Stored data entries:
----------------------------------------

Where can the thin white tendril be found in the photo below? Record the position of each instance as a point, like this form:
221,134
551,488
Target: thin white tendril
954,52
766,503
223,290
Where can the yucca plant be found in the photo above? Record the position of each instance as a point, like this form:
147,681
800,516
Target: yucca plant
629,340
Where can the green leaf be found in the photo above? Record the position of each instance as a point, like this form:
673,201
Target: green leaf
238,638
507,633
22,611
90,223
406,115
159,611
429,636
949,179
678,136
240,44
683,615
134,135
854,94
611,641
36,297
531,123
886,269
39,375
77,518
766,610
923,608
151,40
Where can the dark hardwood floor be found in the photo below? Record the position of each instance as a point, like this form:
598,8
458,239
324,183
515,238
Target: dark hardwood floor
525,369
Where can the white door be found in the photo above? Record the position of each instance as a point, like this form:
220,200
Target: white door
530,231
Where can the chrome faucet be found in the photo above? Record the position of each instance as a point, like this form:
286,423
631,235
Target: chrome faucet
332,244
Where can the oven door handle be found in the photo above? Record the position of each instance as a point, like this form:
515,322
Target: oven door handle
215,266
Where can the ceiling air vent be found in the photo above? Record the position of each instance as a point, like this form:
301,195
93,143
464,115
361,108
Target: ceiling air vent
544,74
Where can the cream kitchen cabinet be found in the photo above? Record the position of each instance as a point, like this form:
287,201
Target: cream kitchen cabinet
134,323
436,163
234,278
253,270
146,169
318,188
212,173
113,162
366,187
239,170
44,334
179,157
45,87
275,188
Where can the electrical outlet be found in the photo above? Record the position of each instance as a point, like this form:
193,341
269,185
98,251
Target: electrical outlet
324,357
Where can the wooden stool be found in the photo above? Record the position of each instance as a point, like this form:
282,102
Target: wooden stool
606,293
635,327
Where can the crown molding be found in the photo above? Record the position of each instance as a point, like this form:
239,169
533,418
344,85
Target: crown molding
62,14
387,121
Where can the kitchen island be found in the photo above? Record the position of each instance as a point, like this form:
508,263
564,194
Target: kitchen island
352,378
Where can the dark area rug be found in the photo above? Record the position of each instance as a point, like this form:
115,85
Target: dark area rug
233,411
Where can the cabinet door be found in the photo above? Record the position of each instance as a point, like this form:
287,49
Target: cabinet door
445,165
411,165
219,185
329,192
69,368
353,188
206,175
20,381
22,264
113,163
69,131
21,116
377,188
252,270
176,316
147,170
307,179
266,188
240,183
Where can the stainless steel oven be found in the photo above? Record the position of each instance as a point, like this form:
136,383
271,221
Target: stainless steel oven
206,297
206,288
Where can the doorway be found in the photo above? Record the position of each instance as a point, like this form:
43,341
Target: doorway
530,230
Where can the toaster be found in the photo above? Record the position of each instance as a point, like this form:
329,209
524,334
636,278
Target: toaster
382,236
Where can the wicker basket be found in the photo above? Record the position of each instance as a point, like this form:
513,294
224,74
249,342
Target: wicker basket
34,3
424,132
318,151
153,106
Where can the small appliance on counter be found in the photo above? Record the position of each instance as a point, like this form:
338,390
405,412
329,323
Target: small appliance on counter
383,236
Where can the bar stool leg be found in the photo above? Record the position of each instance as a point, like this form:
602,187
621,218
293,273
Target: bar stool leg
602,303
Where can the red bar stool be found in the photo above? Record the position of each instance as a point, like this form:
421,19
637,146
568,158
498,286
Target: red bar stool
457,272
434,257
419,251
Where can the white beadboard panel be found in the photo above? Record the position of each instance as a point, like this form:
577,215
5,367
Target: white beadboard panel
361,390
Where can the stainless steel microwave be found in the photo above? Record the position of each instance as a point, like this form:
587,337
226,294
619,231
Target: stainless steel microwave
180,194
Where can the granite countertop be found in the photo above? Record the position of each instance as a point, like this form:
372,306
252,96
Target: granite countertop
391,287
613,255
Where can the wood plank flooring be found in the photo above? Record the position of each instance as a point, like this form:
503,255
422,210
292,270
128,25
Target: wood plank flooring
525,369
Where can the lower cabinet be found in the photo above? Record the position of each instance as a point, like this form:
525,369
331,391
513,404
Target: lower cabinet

----------------------------------------

Extract the full listing and reproduce each line exactly.

TASK ANSWER:
Where can the thin white tendril be found in the photo below? Record the position of each instance as a point, like this form:
221,134
551,488
Target: thin white tendril
954,52
766,503
223,290
Where can the yucca plant be found in the photo above? Record the position of each instance as a point, like this form:
147,681
800,516
Target: yucca plant
629,340
Where can the green leaf be found in the photo above? Record the position of each instance as a point, like this form:
673,201
Target: green leaf
238,638
507,633
22,611
90,223
406,115
159,611
429,636
949,179
678,136
240,44
683,615
134,135
854,94
611,641
36,297
531,123
886,269
39,375
77,518
766,610
923,608
151,40
Where can the dark hardwood floor be found in the photo below? Record the position of each instance as a point, like this form:
598,8
458,239
324,183
515,238
Target: dark hardwood floor
525,369
Where can the white door be found in the photo above? Record the position of each instance as a point, like this form:
220,200
Target: white door
530,231
Where can the chrome faucet be found in the photo above? Record the position of each instance as a point, like this form:
286,423
631,235
Target: chrome faucet
332,244
Where can the oven door handle be found in the photo above? Record the position of each instance as a point, like this form:
515,322
Target: oven door handle
215,266
Where can the ceiling air vent be found in the photo above? Record the position of each instance as a point, like this form:
301,195
93,143
464,115
361,108
Target: ceiling air vent
544,74
Where can the cream kitchen cabinet be found in the photo above? Record the position of each instance as a point, like this form:
287,201
Target: cream kitchen cabinet
134,323
436,163
234,278
253,270
146,169
318,188
212,173
113,162
366,187
239,170
44,334
179,157
45,87
275,188
Where can the electrical outlet be found in the photo above? Record the position of each instance as a point, like this form:
193,341
269,185
98,251
Target: electrical outlet
324,357
Where can the wooden stool be found in the photo above? Record the position of each instance as a point, like this form:
282,102
Target: wooden stool
606,293
635,327
Where can the crown molding be found in the photo above? Record the position of each instance as a point, like this form:
239,169
533,418
344,85
Target: crown molding
62,14
387,121
Where can the kitchen island be found in the photo above? Record the position of each instance as a point, like this form:
508,263
564,194
Target: kitchen island
352,378
Where can the dark area rug be found in the photo above? Record the position of each instance as a point, like this form:
115,85
Target: dark area rug
233,411
Where can the cabinet door be found in the photo above? Record the position of each instance as a point, like this form:
287,49
Target: cabinet door
445,165
411,165
219,185
329,192
69,368
353,188
206,175
20,381
22,264
113,163
69,131
21,116
377,188
252,270
176,316
147,170
307,179
266,188
240,183
Where can the stainless steel oven be found in the photo above? Record the position of each instance as a point, like this form:
136,383
271,221
Target: stainless steel oven
206,297
206,288
Where can the doorway be found in the photo above? Record the position of each instance as a point, like this form:
43,341
Target: doorway
530,230
Where can the toaster be found in the photo above? Record the position of each instance as a point, like this form:
329,209
524,334
636,278
Target: toaster
382,236
Where can the wicker basket be found in the photo above? Record the position of each instance as a point, like this form:
513,294
224,74
249,342
Target: wicker basket
34,3
424,132
318,151
153,106
Where can the small appliance on counter be found in the photo above? Record the position of each instance as a point, like this form:
338,390
405,412
329,323
Target: small appliance on counter
383,236
Where can the bar stool leg be found in the photo above? Record the position of each instance as a point, like this form:
602,187
621,218
293,273
Target: bar stool leg
602,303
Where can the red bar stool be found in the photo above? Record the position of each instance as a point, like this form:
421,19
637,146
568,158
498,286
Target: red bar stool
457,272
434,257
419,251
Where can the white beadboard panel be found in the photo above? Record the position of each instance as a point, like this form:
577,215
5,367
Target: white beadboard panel
361,390
Where can the stainless steel microwave be found in the photo above? Record the position of each instance as a point, like this form:
587,337
226,294
619,231
Target: stainless steel microwave
180,194
Where can the granite countertop be found in the photo above? Record the position of each instance as a point, like this form:
372,306
252,96
Target: granite countertop
391,287
613,255
Where can the wood plank flooring be found in the photo above? Record the position of each instance as a point, like this form:
503,255
422,210
292,270
128,25
Target: wood plank flooring
525,369
Where can the lower cabinet be found in the photo above? Record the position of each instance as a point, like this form:
525,369
331,391
513,404
Target: lower cabinet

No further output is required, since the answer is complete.